■ EXTRACTED ENTRIES
---
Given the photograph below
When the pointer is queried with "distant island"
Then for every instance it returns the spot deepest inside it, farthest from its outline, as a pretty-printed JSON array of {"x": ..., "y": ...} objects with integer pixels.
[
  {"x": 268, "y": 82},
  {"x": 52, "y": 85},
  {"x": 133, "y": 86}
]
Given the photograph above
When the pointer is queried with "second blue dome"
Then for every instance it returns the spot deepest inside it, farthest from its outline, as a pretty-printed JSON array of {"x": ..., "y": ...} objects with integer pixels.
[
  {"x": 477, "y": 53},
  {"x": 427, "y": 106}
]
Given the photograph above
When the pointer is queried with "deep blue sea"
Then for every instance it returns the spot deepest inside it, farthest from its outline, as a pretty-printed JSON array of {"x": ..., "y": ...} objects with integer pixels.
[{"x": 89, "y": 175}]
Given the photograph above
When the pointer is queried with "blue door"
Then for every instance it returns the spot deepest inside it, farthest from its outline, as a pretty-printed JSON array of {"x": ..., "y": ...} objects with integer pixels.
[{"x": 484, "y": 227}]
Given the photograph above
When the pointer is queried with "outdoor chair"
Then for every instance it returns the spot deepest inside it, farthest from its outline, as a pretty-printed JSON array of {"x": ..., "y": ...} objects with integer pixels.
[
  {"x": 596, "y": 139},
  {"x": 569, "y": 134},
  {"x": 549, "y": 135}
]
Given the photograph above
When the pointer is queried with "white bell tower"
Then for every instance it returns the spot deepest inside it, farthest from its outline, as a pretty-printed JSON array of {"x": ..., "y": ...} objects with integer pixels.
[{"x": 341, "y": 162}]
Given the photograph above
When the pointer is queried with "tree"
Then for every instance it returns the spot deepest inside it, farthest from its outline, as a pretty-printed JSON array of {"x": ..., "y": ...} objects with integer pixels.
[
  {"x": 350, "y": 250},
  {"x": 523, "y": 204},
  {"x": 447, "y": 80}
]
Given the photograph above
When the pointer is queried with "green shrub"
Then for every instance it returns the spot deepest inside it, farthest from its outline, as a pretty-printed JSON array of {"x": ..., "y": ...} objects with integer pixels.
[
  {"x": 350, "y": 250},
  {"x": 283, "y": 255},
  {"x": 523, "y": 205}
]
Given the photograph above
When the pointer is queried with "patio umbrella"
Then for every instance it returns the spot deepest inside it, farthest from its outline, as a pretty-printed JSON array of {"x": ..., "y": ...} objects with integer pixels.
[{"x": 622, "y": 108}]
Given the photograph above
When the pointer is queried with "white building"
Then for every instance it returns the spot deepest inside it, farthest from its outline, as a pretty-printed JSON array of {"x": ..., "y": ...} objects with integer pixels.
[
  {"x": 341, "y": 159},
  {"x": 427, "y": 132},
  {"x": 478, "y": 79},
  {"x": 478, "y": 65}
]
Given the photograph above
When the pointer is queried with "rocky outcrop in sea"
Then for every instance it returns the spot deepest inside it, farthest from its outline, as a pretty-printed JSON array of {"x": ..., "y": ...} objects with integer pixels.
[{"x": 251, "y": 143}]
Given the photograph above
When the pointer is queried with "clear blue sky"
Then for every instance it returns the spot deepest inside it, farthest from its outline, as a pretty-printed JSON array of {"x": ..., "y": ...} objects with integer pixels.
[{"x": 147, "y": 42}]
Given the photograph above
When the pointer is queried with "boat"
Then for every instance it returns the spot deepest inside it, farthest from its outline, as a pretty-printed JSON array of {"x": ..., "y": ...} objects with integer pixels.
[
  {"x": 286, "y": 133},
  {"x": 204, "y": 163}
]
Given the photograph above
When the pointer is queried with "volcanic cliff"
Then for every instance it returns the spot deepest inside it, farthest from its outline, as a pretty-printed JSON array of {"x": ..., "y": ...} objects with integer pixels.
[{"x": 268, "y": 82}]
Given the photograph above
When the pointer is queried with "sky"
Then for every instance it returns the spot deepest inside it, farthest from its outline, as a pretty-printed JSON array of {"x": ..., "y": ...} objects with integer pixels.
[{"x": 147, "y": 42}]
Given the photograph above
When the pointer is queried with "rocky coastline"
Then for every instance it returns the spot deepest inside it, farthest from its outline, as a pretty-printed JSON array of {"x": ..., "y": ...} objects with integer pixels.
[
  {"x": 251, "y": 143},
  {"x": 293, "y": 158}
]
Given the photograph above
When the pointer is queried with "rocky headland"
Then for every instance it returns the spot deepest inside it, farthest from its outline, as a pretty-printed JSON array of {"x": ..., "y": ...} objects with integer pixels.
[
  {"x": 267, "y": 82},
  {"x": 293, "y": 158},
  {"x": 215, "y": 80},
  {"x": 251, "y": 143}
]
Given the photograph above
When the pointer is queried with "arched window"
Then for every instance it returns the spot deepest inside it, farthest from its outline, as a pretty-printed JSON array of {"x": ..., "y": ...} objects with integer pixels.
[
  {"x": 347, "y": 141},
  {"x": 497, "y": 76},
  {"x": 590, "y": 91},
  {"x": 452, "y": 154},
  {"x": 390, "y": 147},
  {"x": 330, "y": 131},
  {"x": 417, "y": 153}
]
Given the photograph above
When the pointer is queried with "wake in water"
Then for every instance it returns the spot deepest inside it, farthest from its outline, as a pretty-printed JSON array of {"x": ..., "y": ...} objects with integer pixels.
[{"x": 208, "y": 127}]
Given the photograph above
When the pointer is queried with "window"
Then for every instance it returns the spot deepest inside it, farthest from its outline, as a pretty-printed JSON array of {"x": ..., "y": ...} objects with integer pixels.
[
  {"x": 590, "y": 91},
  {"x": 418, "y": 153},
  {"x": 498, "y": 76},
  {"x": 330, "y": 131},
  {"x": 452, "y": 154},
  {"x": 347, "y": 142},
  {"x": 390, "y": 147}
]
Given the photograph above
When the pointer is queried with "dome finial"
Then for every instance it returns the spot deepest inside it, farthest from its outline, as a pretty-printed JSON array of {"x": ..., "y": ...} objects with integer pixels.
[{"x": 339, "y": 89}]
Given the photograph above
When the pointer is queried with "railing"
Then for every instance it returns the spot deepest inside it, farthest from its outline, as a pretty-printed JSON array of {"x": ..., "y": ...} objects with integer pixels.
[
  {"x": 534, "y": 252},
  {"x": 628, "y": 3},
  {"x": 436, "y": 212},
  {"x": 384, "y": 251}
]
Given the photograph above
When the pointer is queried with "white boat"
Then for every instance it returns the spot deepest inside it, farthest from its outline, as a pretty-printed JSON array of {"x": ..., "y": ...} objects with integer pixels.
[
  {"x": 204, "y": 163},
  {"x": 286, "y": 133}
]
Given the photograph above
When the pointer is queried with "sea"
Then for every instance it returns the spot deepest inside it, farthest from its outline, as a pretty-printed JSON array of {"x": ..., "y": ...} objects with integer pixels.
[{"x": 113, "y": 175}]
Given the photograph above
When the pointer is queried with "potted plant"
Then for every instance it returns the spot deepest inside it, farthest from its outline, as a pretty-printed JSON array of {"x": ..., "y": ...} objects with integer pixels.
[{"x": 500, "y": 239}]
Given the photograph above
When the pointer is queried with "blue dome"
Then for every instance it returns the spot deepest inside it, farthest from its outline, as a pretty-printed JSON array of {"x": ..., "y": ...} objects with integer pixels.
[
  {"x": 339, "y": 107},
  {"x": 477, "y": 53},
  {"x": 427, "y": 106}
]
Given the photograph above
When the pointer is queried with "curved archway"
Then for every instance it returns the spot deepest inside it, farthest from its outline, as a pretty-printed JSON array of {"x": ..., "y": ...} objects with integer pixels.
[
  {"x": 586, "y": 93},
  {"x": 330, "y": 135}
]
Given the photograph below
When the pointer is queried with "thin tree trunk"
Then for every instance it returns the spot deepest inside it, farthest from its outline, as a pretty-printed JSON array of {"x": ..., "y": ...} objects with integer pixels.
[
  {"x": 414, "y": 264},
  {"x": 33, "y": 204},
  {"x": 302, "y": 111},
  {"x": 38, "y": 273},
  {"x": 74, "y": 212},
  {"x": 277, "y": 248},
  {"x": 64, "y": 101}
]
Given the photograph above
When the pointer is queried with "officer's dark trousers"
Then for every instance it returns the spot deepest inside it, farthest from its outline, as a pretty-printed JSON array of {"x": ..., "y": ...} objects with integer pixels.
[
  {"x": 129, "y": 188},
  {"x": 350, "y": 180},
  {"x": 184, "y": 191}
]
---
■ TASK ITEM
Identify each line in the records above that contains the word "white", and copy it out in full.

■ SOLUTION TO THIS TASK
When the pointer is queried with "white bell tower"
When the pointer is queried with "white building"
When the pointer is queried with "white boat"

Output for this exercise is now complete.